• _Exercise_
Write out the listing below again, precisely as it is given.

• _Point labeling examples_
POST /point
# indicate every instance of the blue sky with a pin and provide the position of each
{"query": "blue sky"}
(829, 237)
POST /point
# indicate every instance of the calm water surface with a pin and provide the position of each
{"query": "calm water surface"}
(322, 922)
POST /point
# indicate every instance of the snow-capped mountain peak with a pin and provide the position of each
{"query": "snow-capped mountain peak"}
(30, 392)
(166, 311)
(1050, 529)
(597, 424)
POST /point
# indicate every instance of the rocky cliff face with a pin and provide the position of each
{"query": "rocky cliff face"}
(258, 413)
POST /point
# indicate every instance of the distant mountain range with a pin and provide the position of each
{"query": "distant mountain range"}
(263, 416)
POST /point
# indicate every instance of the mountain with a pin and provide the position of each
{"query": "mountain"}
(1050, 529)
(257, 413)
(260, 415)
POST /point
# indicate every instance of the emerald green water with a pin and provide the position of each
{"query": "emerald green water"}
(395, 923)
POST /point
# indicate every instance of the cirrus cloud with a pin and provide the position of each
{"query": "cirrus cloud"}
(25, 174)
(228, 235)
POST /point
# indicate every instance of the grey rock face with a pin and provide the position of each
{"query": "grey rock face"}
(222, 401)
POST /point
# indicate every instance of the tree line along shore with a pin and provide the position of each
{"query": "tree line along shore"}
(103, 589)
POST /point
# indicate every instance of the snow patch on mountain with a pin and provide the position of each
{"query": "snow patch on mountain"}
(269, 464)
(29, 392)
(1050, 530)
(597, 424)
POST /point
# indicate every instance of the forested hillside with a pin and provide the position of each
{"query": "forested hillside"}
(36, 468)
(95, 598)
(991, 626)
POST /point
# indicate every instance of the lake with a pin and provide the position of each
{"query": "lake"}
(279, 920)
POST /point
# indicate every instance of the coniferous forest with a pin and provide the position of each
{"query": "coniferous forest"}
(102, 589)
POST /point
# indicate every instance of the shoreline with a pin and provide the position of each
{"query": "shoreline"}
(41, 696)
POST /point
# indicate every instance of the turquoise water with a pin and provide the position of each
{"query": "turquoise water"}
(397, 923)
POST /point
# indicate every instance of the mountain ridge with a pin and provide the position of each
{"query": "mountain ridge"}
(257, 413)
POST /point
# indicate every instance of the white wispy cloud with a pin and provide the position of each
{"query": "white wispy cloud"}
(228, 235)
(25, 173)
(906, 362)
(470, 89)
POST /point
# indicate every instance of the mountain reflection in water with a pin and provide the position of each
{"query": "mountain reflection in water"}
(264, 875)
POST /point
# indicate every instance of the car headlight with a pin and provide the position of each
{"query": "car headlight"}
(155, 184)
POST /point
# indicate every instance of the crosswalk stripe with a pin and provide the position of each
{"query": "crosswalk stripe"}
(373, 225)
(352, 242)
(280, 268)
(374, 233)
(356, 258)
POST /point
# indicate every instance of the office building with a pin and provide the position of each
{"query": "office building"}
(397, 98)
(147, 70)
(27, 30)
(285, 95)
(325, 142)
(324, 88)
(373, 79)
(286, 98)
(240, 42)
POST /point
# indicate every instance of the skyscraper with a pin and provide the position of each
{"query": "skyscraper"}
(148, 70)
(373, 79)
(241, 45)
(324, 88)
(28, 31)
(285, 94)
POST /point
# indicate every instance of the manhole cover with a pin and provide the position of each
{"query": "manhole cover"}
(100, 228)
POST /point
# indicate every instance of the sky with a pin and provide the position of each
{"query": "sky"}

• _Complete response_
POST /point
# indicate every instance of the blue sky with a pin and provide the position of each
{"query": "blue sky"}
(829, 237)
POST /point
# indicate every instance of the calm water surface with a pin and provide the position of each
{"query": "calm water surface"}
(322, 922)
POST /point
# indicate every instance of the snow-capped mountain peak with a pin and provide the position of each
{"query": "snow-capped mountain peak"}
(30, 392)
(166, 311)
(1050, 529)
(597, 424)
POST /point
# indicate every instance of the rocky cliff face with a pin and provide the position of each
{"query": "rocky cliff face"}
(258, 413)
POST /point
# indicate every instance of the distant mountain range with a pin and provide the position of each
{"query": "distant mountain range"}
(263, 416)
POST /point
# indicate every instance of the mountain with a pin and provide the position of each
{"query": "mountain"}
(1050, 529)
(257, 413)
(260, 415)
POST /point
# indicate every instance of the emerald green water with a pin and provide the position of each
{"query": "emerald green water"}
(395, 923)
POST /point
# indicate every instance of the cirrus cloud with a pin and provide the position of each
{"query": "cirrus cloud"}
(25, 174)
(228, 235)
POST /point
# indicate every instance of the grey rock face with a pin and provide the position of each
{"query": "grey rock face"}
(222, 401)
POST /point
# indicate every instance of the tree line along shore with a pin and provide the position of each
{"query": "tree line along shore"}
(103, 589)
POST /point
# indicate every instance of the snow patch on mountain with a pin and provide the position of each
{"query": "snow patch on mountain"}
(269, 464)
(29, 392)
(1050, 530)
(597, 424)
POST /point
# indicate every instance of the forested hillside with a pin and provide the position of each
{"query": "forested hillside"}
(36, 468)
(95, 598)
(991, 626)
POST /point
# indicate every instance of the lake with a pin and provide the position of each
{"query": "lake"}
(279, 920)
POST /point
# indicate every instance of the coniferous forest with a pin and provide the position of each
{"query": "coniferous forest"}
(102, 589)
POST /point
# indicate every instance of the shoreline with a pin and provide the position of each
{"query": "shoreline"}
(41, 696)
POST /point
# indicate every instance of the turquoise water with a pin and provide the position of each
{"query": "turquoise water"}
(397, 923)
POST /point
# indicate every instance of the mountain ridge with a pin and provide the position of each
{"query": "mountain ridge"}
(257, 413)
POST /point
# indicate every instance of the white wispy cloud with a pin and provide the position of each
{"query": "white wispy cloud"}
(228, 235)
(25, 173)
(906, 362)
(470, 89)
POST /point
# indicate every instance of the mountain reflection in water with a pin and provide the position of each
{"query": "mountain reflection in water"}
(264, 875)
POST /point
# indicate every instance of the car headlight with a pin and provide the position of each
{"query": "car headlight"}
(155, 184)
POST /point
# indicate every instance of the crosswalk stripe with a pin and provide the position of each
{"query": "crosswalk stripe"}
(373, 225)
(352, 242)
(280, 268)
(374, 233)
(356, 258)
POST /point
# indicate every instance of the office building with a pin and provide the position of each
{"query": "office building"}
(397, 98)
(147, 70)
(27, 30)
(285, 95)
(325, 142)
(324, 88)
(373, 79)
(286, 98)
(240, 42)
POST /point
# indicate every instance of the skyscraper with a pin and provide the position of each
{"query": "skyscraper"}
(148, 70)
(373, 79)
(241, 45)
(324, 88)
(28, 31)
(285, 94)
POST /point
# indicate every instance of the manhole cover with a pin and provide the position of each
{"query": "manhole cover"}
(100, 228)
POST /point
# indicate every instance of the sky with a pin and provide the position of each
{"query": "sky"}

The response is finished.